◆ **Study text**:
ColPali "sees" the entire page - text, images, tables, layout, headers, footnotes. No information is lost in extraction. The model learns that a pie chart answers percentage questions and a table answers comparison questions.

Embedding Strategies for Mixed Content

1

Page-as-Image (ColPali Style)

Convert each document page to an image. Embed with a vision-language model. Works for any document type. Best when layout matters.

2

Caption-Then-Embed

Use a VLM (GPT-4V, Claude) to caption images and describe tables. Embed the captions with a text embedding model. Simple but lossy.

3

Unified Embedding Space

Use CLIP or SigLIP to embed both images and text into the same vector space. Query with text, retrieve images directly. Limited by CLIP's training distribution.

4

Hybrid: Text + Image Indexes

Maintain separate indexes for text chunks and images. Query both, combine results with learned weights or reciprocal rank fusion.

When to Use VLMs vs Separate Pipelines

ScenarioRecommendation
PDF reports with charts and tablesVLM (ColPali) - layout matters
Photo library searchCLIP/SigLIP - natural images
Mixed text docs + product imagesHybrid - separate indexes
Scanned documents (OCR needed)VLM - handles visual text
High volume, latency-criticalSeparate - can optimize each

Rule of Thumb

If your documents have significant visual structure (tables, diagrams, forms, charts), use VLM-based approaches. If you're primarily dealing with natural images + text, separate pipelines with CLIP may be simpler and faster.

Full Pipeline: Caption-Then-Embed

Here's a practical approach using GPT-4V to caption images, then embedding captions alongside text:

from openai import OpenAI
from sentence_transformers import SentenceTransformer
import base64

client = OpenAI()
embedder = SentenceTransformer('BAAI/bge-large-en-v1.5')

def caption_image(image_path: str) -> str:
    """Use GPT-4V to generate a detailed caption"""
    with open(image_path, "rb") as f:
        image_data = base64.b64encode(f.read()).decode()

    response = client.chat.completions.create(
        model="gpt-4o",
        messages=[{
            "role": "user",
            "content": [
                {"type": "text", "text": "Describe this image in detail for search indexing. Include all text, numbers, and visual elements."},
                {"type": "image_url", "image_url": {"url": f"data:image/jpeg;base64,{image_data}"}}
            ]
        }],
        max_tokens=500
    )

◆ **Parts of the exercise**:
a. From the multimodal retrieval text above, list the names of the numbered embedding strategies for mixed content.
b. Please transcribe a passage of the multimodal retrieval text above word for word. Begin at the words "Page-as-Image (ColPali Style)" and stop after the words "Simple but lossy.".

◆ **Extracted entries**:

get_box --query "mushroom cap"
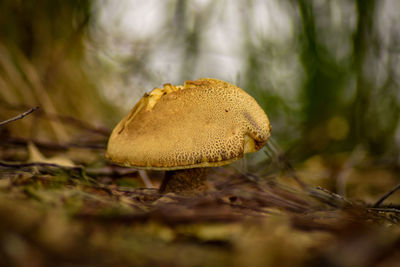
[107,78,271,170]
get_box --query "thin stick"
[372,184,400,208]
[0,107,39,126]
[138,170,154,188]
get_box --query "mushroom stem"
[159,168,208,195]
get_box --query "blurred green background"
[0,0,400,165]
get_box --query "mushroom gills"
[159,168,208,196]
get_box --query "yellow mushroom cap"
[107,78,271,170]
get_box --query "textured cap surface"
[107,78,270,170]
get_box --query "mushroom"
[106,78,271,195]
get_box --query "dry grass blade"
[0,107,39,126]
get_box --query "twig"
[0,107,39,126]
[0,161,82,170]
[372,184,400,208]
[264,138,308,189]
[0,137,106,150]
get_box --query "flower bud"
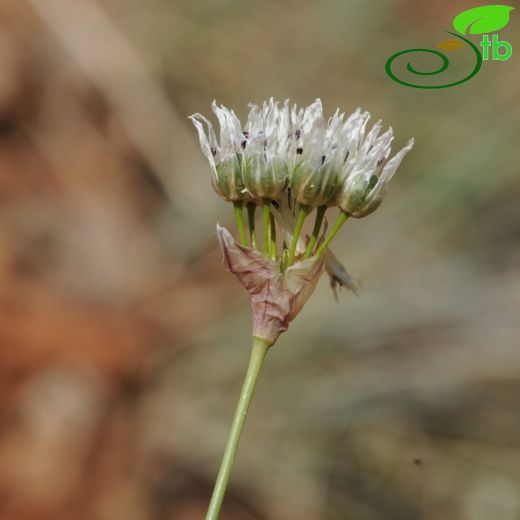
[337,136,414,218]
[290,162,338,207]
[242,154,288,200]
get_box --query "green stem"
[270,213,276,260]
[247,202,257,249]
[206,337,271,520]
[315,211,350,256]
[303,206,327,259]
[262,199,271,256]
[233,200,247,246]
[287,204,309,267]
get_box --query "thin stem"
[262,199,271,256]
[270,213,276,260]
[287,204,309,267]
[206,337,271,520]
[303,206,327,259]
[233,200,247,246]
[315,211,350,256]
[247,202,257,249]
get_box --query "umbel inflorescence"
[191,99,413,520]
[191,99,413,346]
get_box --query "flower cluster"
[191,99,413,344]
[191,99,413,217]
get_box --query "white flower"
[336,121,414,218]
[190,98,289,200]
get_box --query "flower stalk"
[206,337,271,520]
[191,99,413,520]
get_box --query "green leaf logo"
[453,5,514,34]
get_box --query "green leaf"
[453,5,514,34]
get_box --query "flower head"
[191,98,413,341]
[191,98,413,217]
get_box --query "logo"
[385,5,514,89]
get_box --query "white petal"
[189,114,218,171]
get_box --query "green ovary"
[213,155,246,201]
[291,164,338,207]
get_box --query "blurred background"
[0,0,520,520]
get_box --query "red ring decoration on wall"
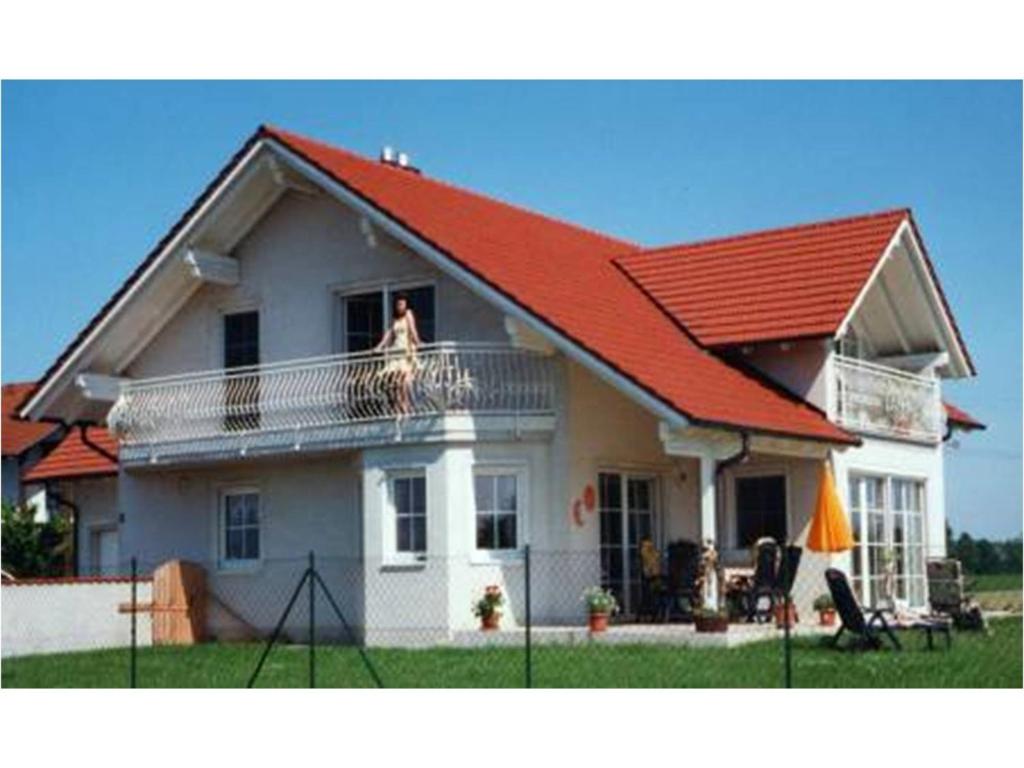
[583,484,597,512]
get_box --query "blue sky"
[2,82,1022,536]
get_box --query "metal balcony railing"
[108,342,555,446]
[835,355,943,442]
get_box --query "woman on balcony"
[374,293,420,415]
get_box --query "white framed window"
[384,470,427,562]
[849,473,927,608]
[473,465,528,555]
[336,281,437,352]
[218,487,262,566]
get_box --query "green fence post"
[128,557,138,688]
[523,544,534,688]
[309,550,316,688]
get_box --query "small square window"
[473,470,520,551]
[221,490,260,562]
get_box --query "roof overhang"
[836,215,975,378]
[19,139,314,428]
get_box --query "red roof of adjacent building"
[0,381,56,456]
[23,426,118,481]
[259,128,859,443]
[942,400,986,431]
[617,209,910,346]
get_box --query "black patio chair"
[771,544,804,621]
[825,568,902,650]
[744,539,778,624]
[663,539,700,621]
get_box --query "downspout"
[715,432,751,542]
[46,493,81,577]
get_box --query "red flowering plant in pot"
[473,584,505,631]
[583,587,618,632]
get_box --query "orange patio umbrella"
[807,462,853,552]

* * *

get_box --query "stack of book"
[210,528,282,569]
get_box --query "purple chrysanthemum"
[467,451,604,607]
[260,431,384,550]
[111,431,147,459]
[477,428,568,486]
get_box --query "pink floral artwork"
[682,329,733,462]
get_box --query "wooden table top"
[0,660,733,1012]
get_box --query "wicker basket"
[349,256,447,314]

◆ **Responses**:
a.
Page-as-Image (ColPali Style)
Caption-Then-Embed
Unified Embedding Space
Hybrid: Text + Image Indexes

b.
Page-as-Image (ColPali Style)

Convert each document page to an image. Embed with a vision-language model. Works for any document type. Best when layout matters.

2

Caption-Then-Embed

Use a VLM (GPT-4V, Claude) to caption images and describe tables. Embed the captions with a text embedding model. Simple but lossy.